Task statement: For the records below, tally every line that has the word "door" and reply with the number alone.

===== Records =====

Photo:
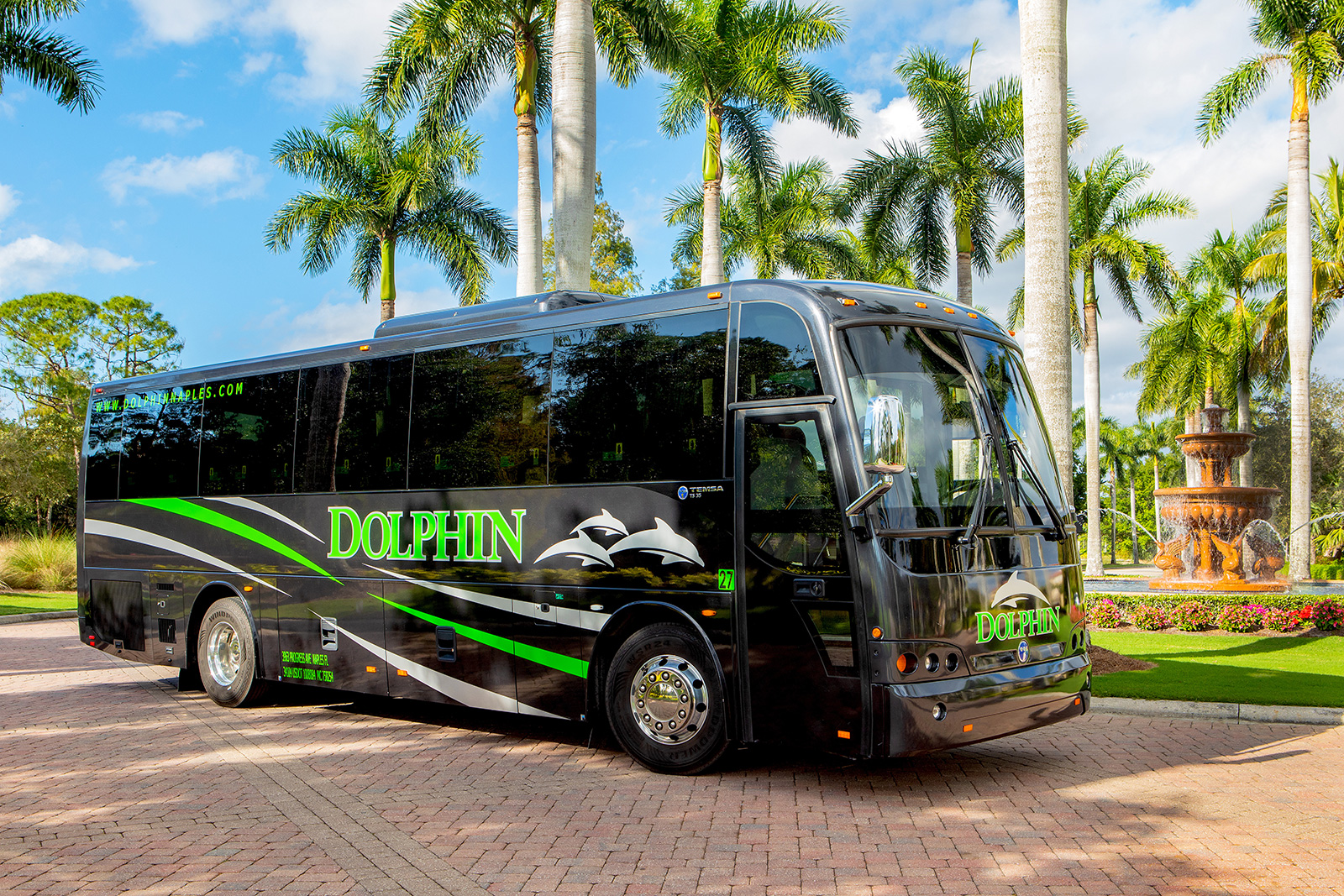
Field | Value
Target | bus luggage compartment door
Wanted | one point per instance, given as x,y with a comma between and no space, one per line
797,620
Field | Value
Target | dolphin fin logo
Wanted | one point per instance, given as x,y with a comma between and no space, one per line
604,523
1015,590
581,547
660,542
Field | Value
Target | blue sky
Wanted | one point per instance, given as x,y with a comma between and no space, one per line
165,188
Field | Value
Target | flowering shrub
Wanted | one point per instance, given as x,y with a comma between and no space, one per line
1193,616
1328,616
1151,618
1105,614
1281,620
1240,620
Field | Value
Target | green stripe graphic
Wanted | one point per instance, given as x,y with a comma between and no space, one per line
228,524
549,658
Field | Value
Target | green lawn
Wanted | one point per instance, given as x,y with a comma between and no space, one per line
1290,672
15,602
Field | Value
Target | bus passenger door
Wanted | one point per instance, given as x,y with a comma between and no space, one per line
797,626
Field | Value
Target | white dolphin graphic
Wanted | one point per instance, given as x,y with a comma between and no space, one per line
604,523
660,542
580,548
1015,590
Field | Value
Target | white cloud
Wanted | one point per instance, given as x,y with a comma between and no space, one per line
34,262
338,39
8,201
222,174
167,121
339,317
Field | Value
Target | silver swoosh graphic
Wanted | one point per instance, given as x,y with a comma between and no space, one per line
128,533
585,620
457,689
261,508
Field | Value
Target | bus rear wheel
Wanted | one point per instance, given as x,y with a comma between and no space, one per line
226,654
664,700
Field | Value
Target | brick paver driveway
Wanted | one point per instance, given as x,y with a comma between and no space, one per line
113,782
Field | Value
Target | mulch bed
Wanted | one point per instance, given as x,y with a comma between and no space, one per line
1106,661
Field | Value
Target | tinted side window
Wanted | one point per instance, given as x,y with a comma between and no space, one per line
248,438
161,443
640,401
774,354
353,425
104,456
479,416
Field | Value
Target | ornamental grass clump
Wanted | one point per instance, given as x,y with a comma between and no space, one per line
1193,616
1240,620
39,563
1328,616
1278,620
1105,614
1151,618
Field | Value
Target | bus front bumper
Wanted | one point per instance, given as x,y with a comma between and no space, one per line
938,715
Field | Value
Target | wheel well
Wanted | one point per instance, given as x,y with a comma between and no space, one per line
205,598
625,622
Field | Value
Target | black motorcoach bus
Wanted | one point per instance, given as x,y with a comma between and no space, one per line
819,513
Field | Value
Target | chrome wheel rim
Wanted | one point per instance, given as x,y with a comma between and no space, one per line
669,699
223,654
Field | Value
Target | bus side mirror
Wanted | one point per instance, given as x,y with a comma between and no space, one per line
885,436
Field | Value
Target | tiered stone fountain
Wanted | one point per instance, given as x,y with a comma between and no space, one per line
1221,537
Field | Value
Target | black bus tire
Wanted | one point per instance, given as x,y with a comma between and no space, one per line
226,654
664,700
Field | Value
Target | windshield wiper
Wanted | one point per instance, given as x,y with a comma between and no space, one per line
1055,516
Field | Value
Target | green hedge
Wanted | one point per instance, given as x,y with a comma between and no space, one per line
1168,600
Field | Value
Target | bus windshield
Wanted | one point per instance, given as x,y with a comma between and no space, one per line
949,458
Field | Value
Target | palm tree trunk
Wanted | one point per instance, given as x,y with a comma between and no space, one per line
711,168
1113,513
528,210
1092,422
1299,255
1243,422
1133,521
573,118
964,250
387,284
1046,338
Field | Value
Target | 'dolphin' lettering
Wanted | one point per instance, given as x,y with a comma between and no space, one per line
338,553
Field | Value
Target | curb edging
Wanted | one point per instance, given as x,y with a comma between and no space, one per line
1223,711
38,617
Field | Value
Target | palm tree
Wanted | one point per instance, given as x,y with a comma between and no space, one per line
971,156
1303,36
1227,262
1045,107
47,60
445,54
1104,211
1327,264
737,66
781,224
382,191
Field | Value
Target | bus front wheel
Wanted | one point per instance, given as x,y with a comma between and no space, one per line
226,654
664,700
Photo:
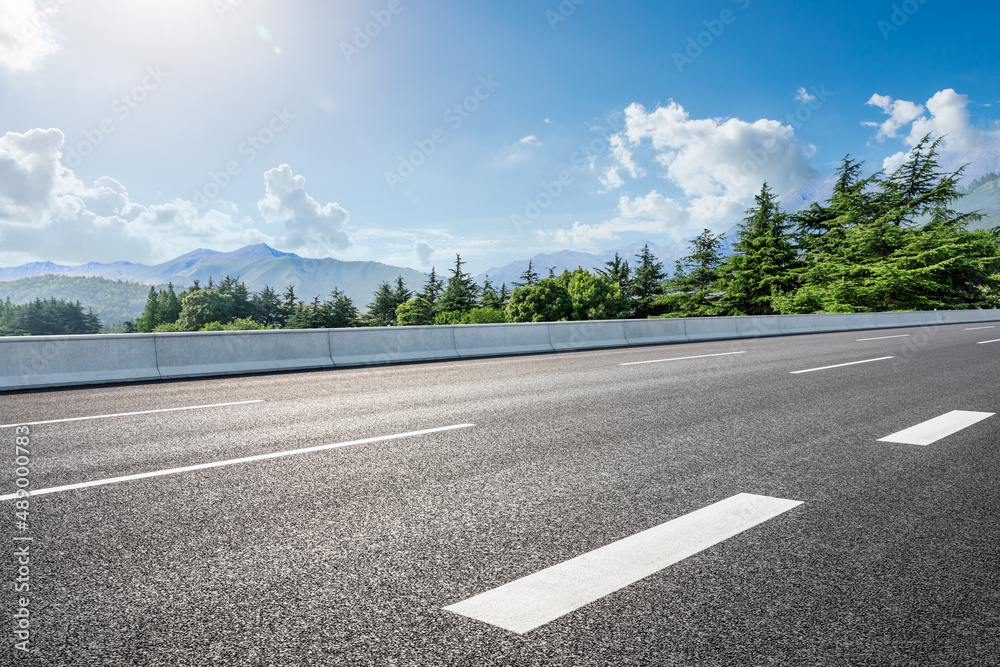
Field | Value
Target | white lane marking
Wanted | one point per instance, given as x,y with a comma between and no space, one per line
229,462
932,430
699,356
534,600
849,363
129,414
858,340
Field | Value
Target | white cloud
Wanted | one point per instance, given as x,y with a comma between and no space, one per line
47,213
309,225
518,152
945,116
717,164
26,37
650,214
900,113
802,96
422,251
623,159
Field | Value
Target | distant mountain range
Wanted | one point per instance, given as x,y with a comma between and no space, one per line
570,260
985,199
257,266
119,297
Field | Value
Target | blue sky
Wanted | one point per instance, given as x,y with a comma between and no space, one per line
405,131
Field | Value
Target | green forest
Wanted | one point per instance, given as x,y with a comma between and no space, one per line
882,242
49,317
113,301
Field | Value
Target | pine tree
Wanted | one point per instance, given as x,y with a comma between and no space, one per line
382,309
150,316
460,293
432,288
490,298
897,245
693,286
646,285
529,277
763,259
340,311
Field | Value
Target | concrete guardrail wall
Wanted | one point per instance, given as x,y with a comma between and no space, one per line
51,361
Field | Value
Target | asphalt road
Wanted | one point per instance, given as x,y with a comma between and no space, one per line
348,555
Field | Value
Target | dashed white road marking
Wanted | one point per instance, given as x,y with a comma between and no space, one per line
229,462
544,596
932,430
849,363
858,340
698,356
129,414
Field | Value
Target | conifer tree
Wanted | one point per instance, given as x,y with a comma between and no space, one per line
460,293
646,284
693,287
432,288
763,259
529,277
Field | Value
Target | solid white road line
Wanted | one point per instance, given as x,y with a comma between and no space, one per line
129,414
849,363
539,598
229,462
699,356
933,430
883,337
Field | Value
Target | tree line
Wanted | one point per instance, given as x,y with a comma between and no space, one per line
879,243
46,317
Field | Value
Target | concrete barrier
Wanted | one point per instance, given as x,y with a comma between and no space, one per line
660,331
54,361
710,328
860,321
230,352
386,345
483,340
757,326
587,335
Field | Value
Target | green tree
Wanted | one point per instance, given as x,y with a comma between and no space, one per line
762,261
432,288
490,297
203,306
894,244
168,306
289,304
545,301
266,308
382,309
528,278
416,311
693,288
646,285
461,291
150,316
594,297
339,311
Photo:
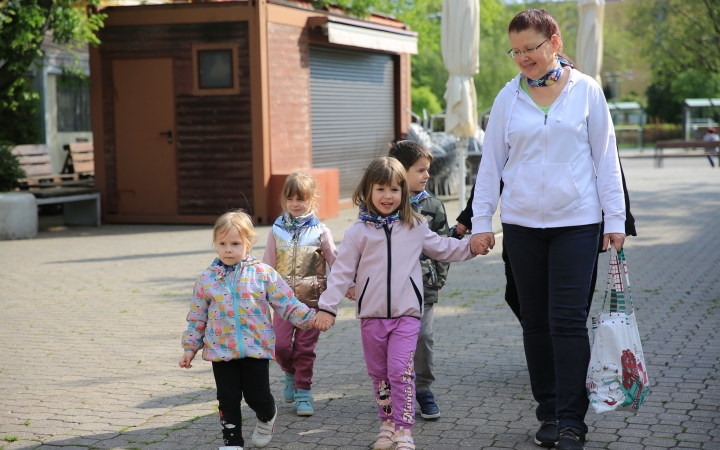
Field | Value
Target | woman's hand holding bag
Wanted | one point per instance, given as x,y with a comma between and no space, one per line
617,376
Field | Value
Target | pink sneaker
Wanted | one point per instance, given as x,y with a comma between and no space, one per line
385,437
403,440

=====

Expected answer: 2